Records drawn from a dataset
__________
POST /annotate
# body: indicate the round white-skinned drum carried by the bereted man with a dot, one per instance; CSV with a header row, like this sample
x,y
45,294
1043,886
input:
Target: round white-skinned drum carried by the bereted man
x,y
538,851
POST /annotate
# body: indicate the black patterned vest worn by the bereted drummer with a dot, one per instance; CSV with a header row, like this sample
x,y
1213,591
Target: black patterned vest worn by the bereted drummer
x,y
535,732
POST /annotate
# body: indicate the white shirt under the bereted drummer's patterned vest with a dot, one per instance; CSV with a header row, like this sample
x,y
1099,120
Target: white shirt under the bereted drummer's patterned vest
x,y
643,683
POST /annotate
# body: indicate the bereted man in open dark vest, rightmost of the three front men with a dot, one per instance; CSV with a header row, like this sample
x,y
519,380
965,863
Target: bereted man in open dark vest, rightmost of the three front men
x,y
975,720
__________
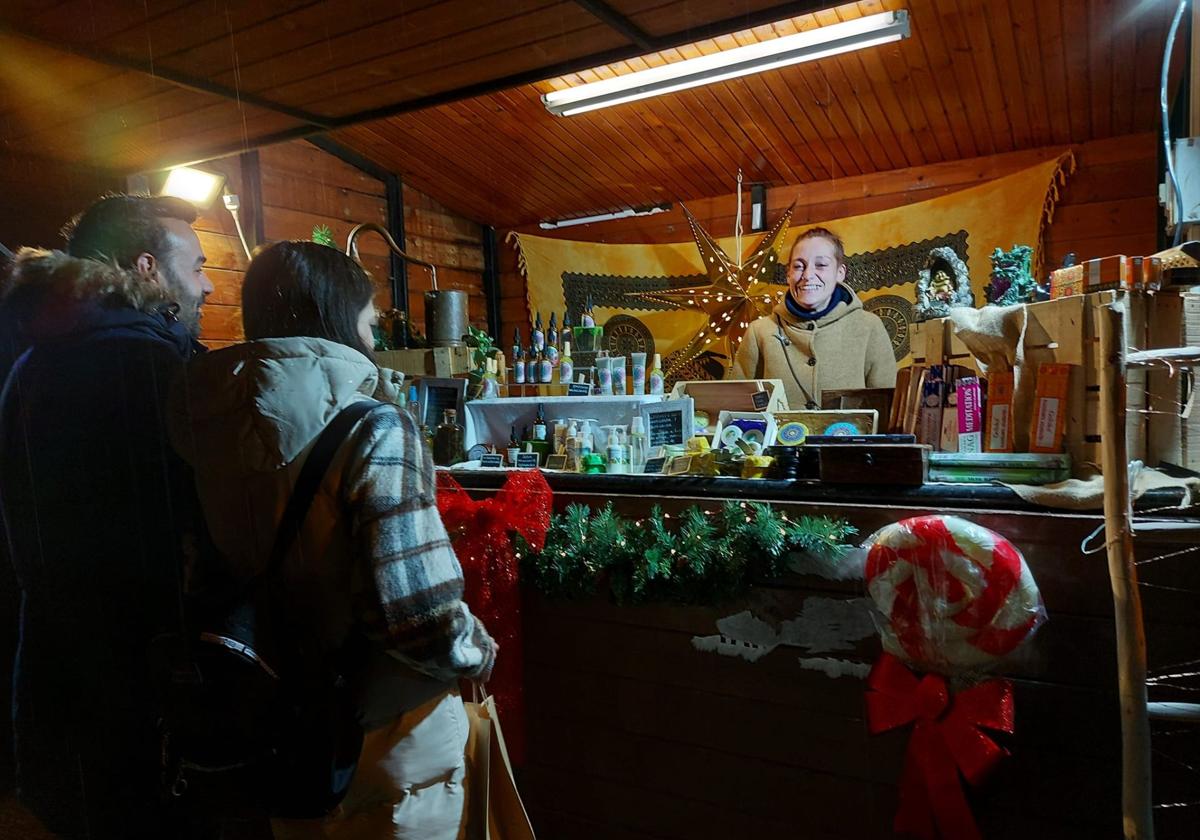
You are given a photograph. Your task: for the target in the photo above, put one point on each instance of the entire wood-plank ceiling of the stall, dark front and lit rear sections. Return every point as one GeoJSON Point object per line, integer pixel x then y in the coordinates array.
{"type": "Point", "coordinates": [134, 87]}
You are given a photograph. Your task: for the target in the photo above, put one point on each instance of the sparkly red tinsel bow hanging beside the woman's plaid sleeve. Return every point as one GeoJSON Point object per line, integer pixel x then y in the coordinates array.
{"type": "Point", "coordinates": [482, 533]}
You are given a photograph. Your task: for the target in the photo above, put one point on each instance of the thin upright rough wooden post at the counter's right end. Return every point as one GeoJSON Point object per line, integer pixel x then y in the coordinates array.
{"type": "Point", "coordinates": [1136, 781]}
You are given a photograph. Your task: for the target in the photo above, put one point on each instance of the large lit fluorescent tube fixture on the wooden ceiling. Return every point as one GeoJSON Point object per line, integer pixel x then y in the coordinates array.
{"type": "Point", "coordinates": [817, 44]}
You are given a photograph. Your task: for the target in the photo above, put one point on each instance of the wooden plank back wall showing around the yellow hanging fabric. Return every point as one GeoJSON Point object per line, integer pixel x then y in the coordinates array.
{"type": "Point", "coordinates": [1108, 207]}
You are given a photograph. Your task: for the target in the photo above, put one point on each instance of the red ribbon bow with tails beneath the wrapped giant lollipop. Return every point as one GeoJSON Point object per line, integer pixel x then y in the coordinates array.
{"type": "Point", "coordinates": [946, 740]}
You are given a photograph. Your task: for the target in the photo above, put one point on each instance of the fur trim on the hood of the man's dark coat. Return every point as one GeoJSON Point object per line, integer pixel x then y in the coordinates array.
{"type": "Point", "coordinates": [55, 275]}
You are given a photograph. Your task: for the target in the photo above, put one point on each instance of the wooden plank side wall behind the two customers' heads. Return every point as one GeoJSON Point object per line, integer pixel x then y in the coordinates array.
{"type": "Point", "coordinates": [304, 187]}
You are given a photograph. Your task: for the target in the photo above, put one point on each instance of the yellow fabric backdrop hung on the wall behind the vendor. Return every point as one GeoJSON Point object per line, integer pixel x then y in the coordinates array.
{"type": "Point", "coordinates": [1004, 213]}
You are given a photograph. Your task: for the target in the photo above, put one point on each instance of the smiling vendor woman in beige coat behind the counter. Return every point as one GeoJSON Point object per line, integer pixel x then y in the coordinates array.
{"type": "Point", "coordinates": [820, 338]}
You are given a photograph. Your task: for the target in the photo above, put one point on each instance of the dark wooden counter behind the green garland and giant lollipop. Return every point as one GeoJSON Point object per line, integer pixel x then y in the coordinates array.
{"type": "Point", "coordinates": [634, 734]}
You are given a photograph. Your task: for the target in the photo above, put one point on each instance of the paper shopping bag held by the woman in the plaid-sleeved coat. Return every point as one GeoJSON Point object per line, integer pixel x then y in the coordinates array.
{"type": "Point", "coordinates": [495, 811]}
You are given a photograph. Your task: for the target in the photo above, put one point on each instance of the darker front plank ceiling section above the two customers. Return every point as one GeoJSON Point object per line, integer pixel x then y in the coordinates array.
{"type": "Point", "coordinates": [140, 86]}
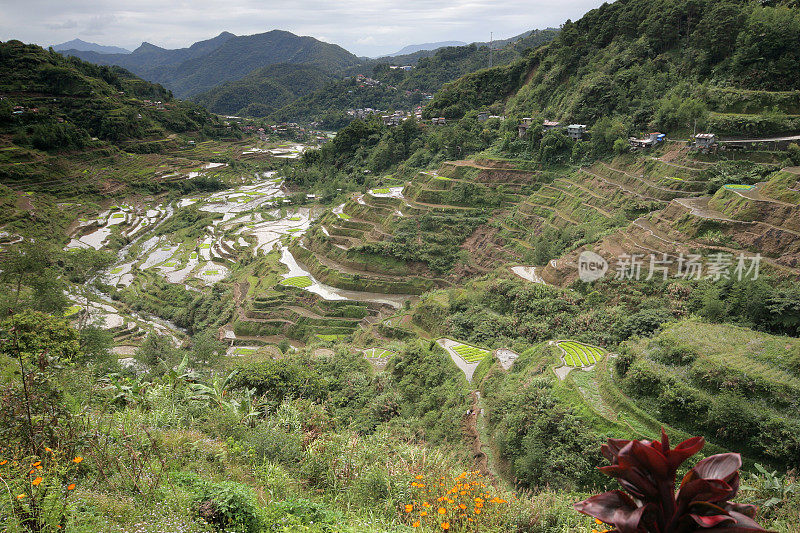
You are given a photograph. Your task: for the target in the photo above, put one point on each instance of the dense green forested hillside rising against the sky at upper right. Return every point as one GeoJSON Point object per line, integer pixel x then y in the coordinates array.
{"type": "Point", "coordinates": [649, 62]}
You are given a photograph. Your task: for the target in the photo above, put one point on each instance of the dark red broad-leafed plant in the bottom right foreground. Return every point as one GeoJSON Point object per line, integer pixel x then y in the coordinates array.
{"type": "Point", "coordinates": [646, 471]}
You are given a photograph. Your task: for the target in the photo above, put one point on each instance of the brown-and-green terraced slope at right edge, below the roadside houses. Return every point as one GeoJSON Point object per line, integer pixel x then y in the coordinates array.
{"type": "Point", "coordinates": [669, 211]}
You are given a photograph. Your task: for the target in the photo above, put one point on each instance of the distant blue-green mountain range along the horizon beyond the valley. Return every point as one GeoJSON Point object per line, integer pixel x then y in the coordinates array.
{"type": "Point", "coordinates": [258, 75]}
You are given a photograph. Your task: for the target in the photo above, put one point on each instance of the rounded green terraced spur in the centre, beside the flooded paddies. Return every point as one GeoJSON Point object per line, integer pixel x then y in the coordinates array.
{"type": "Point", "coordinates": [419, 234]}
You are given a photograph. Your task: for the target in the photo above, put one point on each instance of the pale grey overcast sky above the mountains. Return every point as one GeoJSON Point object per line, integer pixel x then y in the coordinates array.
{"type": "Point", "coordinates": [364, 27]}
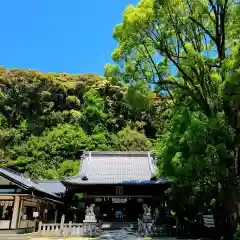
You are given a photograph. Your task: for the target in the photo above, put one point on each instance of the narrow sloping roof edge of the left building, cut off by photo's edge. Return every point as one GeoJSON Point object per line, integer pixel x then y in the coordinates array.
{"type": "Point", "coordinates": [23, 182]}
__________
◆ **Directions**: Find the lines above that contain "header" and give their count, with nothing added.

◆ **Solution to the exercise**: 4